Passage shown.
--- START ---

Although we don't believe in timing the market or panicking over market movements, we do like to keep an eye on big changes -- just in case they're material to our investing thesis.
What: Shares of medical isotope supplier Nordion shot higher by as much as 15% after reporting its fourth-quarter earnings results and announcing the start of a strategic review that could end in a sale of the company.
So what: For the quarter, Nordion recorded a one-time laden loss of $0.70 per share as revenue remained flat at $74.7 million. Adjusted for one-time costs, the company earned a profit of $0.34, up 13% from last year, but also cautioned that isotope sales are expected to dip 20% this year. The big news was Nordion's hiring of Jefferies to help with its strategic review -- a fancy phrase for, "Can we sell this company to increase shareholder value?" The reason for doing this relates to a lawsuit it lost in September that would have recouped damages from its main isotope supplier, the Atomic Energy of Canada, or ACEL. ACEL provides Nordion with molybdenum-99, a medical imaging isotope, and beyond contracts that expire in 2016, Nordion's supply of this isotope and its operations in general, are very much up in the air.

--- END ---

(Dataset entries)
--- START ---

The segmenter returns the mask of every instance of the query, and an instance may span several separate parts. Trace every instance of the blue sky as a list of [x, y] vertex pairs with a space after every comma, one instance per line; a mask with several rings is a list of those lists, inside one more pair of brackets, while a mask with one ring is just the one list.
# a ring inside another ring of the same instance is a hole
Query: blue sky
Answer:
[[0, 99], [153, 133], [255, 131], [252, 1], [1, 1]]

--- END ---
--- START ---

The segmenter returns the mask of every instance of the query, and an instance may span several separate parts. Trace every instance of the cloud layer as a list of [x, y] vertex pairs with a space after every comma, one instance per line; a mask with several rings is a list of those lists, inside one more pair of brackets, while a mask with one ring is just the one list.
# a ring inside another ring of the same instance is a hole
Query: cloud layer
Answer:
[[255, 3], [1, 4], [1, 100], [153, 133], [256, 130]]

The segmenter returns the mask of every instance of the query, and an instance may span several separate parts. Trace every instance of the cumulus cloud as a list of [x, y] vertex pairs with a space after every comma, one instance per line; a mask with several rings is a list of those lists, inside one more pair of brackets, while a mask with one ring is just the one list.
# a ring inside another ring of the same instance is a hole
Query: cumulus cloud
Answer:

--- END ---

Task list.
a: According to the Nordion earnings text, which firm did Nordion hire to help with its strategic review?
b: Write the next part of the Nordion earnings text, picking up right after its final sentence.

Results of the exercise.
a: Jefferies

b:
Now what: Danger, Will Robinson, danger! How many times have we had this discussion of a company seeking a potential buyer when it comes onto hard times? Nordion gave you all the clues you need with its earnings report: 20% decline in isotope revenue in 2013. Its moly-99 supply issues are only going to get worse which is going to make a sale of the company very difficult. Personally, I'll be perfectly happy watching Nordion from the sidelines.